= REQUIRED ACTION =
Copy every line of the data below word for word, omitting the pictures.
╭─ EXTRACTED RECORDS
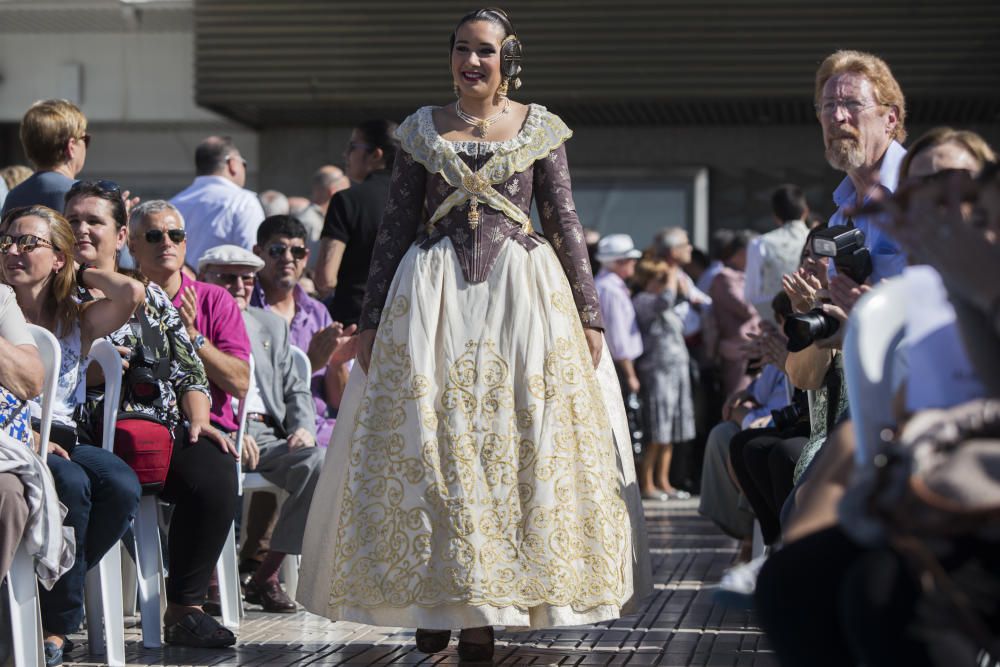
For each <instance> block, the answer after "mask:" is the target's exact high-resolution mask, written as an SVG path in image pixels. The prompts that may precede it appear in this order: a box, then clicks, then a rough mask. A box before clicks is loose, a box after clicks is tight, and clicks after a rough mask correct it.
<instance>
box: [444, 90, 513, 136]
mask: <svg viewBox="0 0 1000 667" xmlns="http://www.w3.org/2000/svg"><path fill="white" fill-rule="evenodd" d="M508 111H510V98H504V107H503V109H501V110H500V111H498V112H496V113H495V114H493V115H492V116H490V117H489V118H477V117H476V116H473V115H472V114H469V113H466V112H465V111H463V110H462V105H461V104H460V103H459V102H458V100H456V101H455V115H456V116H458V117H459V118H461V119H462V120H463V121H465V122H466V123H468V124H469V125H472V126H473V127H475V128H476V129H477V130H479V136H481V137H483V138H484V139H485V138H486V134H487V133H488V132H489V131H490V127H491V126H492V125H493V124H494V123H496V122H497V121H498V120H500V118H502V117H503V115H504V114H506V113H507V112H508Z"/></svg>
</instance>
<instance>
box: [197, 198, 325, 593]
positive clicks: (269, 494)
mask: <svg viewBox="0 0 1000 667" xmlns="http://www.w3.org/2000/svg"><path fill="white" fill-rule="evenodd" d="M274 218H286V219H287V218H288V216H273V217H272V218H268V220H273V219H274ZM267 222H268V221H267V220H265V224H267ZM296 222H297V221H296ZM298 224H299V226H300V227H301V223H298ZM262 226H263V225H262ZM292 247H300V246H298V245H295V246H292ZM285 250H286V253H287V246H286V247H285ZM302 259H304V255H303V256H302V257H301V258H300V260H299V263H300V264H302V263H303V262H302V261H301V260H302ZM263 268H265V261H262V260H261V259H260V258H259V257H257V255H254V254H253V253H252V252H250V251H249V250H244V249H243V248H239V247H237V246H231V245H224V246H219V247H217V248H212V249H211V250H209V251H208V252H207V253H205V254H204V255H202V257H201V259H200V260H199V261H198V275H199V277H200V278H201V279H202V280H204V281H205V282H208V283H212V284H214V285H218V286H219V287H222V288H224V289H225V290H227V291H228V292H229V293H230V294H232V295H233V298H234V299H236V303H237V304H239V307H240V309H241V310H242V312H243V320H244V322H245V323H246V326H247V332H248V334H249V335H250V344H251V346H252V348H253V355H254V362H255V365H254V376H255V379H256V383H255V386H254V387H253V388H252V389H251V391H250V393H249V394H248V395H247V399H246V403H247V436H248V437H247V438H246V439H245V441H244V443H243V452H242V453H243V457H242V460H243V464H244V466H245V468H246V469H247V470H254V471H256V472H259V473H260V474H261V475H263V476H264V478H265V479H266V480H268V481H269V482H271V483H272V484H275V485H276V486H278V487H279V488H281V489H283V490H284V491H286V492H287V493H288V497H287V498H285V501H284V502H283V503H282V505H281V511H280V512H279V513H278V520H277V522H276V523H274V524H273V525H274V530H273V533H272V534H271V537H270V539H269V540H267V544H266V546H265V545H263V542H264V541H265V540H264V534H265V533H266V528H267V526H268V524H269V523H270V522H269V519H270V517H271V516H272V514H273V512H274V510H273V507H274V503H273V502H272V503H267V500H266V499H265V498H266V497H267V496H269V495H270V494H254V495H253V499H252V500H251V505H250V512H249V515H248V517H247V534H246V536H245V543H244V548H243V561H244V563H243V565H242V566H241V568H240V569H241V571H242V572H244V573H245V574H250V573H251V572H253V574H252V576H248V577H247V578H246V579H245V580H244V581H245V585H246V599H247V602H250V603H252V604H259V605H261V606H262V607H263V608H264V611H266V612H271V613H294V612H295V609H296V607H295V603H294V602H292V600H291V598H289V597H288V595H287V594H286V593H285V590H284V589H283V588H282V586H281V584H280V583H279V582H278V570H279V568H280V566H281V563H282V561H283V560H284V558H285V555H286V554H301V553H302V539H303V536H304V534H305V529H306V518H307V517H308V515H309V505H310V504H311V503H312V496H313V491H314V490H315V489H316V482H317V481H319V473H320V470H321V469H322V467H323V457H324V454H325V452H326V450H325V449H319V448H317V447H316V431H315V428H316V412H315V410H314V409H313V399H312V394H311V393H310V391H309V378H304V377H301V376H300V375H299V374H298V373H297V372H296V370H295V367H294V364H293V362H292V353H291V348H290V344H295V341H294V340H290V337H289V332H288V325H287V324H286V323H285V321H284V320H283V319H282V318H281V317H280V316H279V315H277V314H275V312H274V311H273V310H272V311H271V312H266V311H264V310H262V309H260V308H250V307H249V305H250V304H249V300H250V293H251V290H252V289H253V285H254V274H255V273H257V271H259V270H261V269H263ZM320 307H321V308H322V304H321V305H320ZM272 498H273V496H272ZM257 551H260V552H262V553H259V554H258V553H254V552H257ZM258 556H262V559H260V560H259V562H257V563H253V564H251V563H248V562H247V561H255V560H258Z"/></svg>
╰─
= RESULT OF THIS EXERCISE =
For each <instance> block, the answer after "mask:" is the target's exact high-resolution mask, written as an SVG path in image pixels. The prompts that may precede it appear in this order: a box, then clicks, then a rough mask. A box before clicks is loose, a box after clicks is tight, and clicks after a rough mask correct it.
<instance>
box: [444, 90, 513, 136]
mask: <svg viewBox="0 0 1000 667" xmlns="http://www.w3.org/2000/svg"><path fill="white" fill-rule="evenodd" d="M508 111H510V98H504V107H503V109H501V110H500V111H498V112H496V113H495V114H493V115H492V116H490V117H489V118H477V117H476V116H473V115H472V114H469V113H466V112H465V111H463V110H462V105H461V104H460V103H459V102H458V100H456V101H455V115H456V116H458V117H459V118H461V119H462V120H463V121H465V122H466V123H468V124H469V125H472V126H473V127H475V128H476V129H477V130H479V136H481V137H483V138H484V139H485V138H486V134H487V133H488V132H489V131H490V127H491V126H492V125H493V124H494V123H496V122H497V121H498V120H500V118H502V117H503V115H504V114H506V113H507V112H508Z"/></svg>
</instance>
<instance>
box: [197, 198, 325, 593]
positive clicks: (269, 494)
mask: <svg viewBox="0 0 1000 667" xmlns="http://www.w3.org/2000/svg"><path fill="white" fill-rule="evenodd" d="M274 218H286V219H287V218H288V216H273V217H272V218H268V220H273V219H274ZM267 222H268V221H267V220H265V224H267ZM296 222H297V221H296ZM298 224H299V226H300V227H301V223H298ZM262 226H263V225H262ZM292 247H300V246H298V245H295V246H292ZM285 250H286V253H287V246H286V247H285ZM302 259H304V255H303V256H302V257H301V258H300V260H299V263H300V264H302V263H303V262H302V261H301V260H302ZM263 268H265V261H262V260H261V259H260V258H259V257H257V255H254V254H253V253H252V252H250V251H249V250H244V249H243V248H239V247H237V246H231V245H224V246H219V247H217V248H212V249H211V250H209V251H208V252H207V253H205V254H204V255H202V257H201V259H200V260H199V261H198V275H199V277H200V278H201V279H202V280H204V281H205V282H208V283H212V284H214V285H218V286H219V287H222V288H224V289H225V290H227V291H228V292H229V293H230V294H232V295H233V298H234V299H236V303H237V304H239V307H240V309H241V310H242V312H243V320H244V322H245V323H246V326H247V332H248V334H249V335H250V344H251V346H252V348H253V355H254V362H255V365H254V376H255V379H256V383H255V386H254V387H253V388H252V389H251V391H250V393H249V394H248V395H247V399H246V403H247V436H248V437H247V438H246V439H245V441H244V443H243V452H242V453H243V457H242V460H243V464H244V466H245V468H246V469H247V470H254V471H256V472H259V473H260V474H261V475H263V476H264V478H265V479H266V480H268V481H269V482H271V483H272V484H275V485H276V486H278V487H279V488H281V489H283V490H284V491H286V492H287V493H288V497H287V498H285V501H284V502H283V503H282V505H281V511H280V512H279V513H278V520H277V522H276V523H274V524H273V525H274V530H273V533H272V534H271V537H270V539H269V540H267V544H266V546H265V545H263V542H264V541H265V540H264V534H265V533H266V528H267V526H268V524H269V523H270V522H269V519H270V517H271V516H272V514H273V512H274V510H273V507H274V503H273V502H272V503H267V500H266V499H265V498H266V497H267V496H269V495H270V494H254V495H253V499H252V500H251V505H250V512H249V515H248V517H247V534H246V536H245V543H244V548H243V561H244V563H243V565H242V566H241V568H240V569H241V571H242V572H244V573H245V574H250V573H251V572H253V574H252V576H248V577H247V578H246V579H245V580H244V581H245V585H246V599H247V602H250V603H252V604H259V605H261V606H262V607H263V608H264V611H266V612H271V613H294V612H295V609H296V607H295V603H294V602H292V600H291V598H289V597H288V595H287V594H286V593H285V590H284V589H283V588H282V586H281V584H280V583H279V582H278V570H279V568H280V566H281V563H282V561H283V560H284V558H285V555H286V554H301V553H302V539H303V536H304V534H305V529H306V518H307V517H308V515H309V505H310V504H311V503H312V496H313V491H314V490H315V489H316V482H317V481H319V473H320V470H321V469H322V467H323V457H324V454H325V452H326V450H325V449H319V448H317V447H316V431H315V428H316V412H315V410H314V409H313V399H312V394H311V393H310V391H309V378H304V377H301V376H300V375H299V374H298V373H297V372H296V370H295V367H294V364H293V362H292V353H291V348H290V344H295V341H294V340H290V337H289V332H288V325H287V324H286V323H285V321H284V320H283V319H282V318H281V317H280V316H279V315H277V314H275V312H274V311H273V310H272V311H271V312H266V311H264V310H262V309H260V308H250V307H249V305H250V304H249V300H250V293H251V290H252V289H253V285H254V274H255V273H257V271H259V270H261V269H263ZM320 307H321V308H322V304H321V305H320ZM272 498H273V496H272ZM257 551H260V552H262V553H259V554H258V553H254V552H257ZM258 556H262V559H260V560H259V562H257V563H253V564H251V563H248V562H247V561H255V560H258Z"/></svg>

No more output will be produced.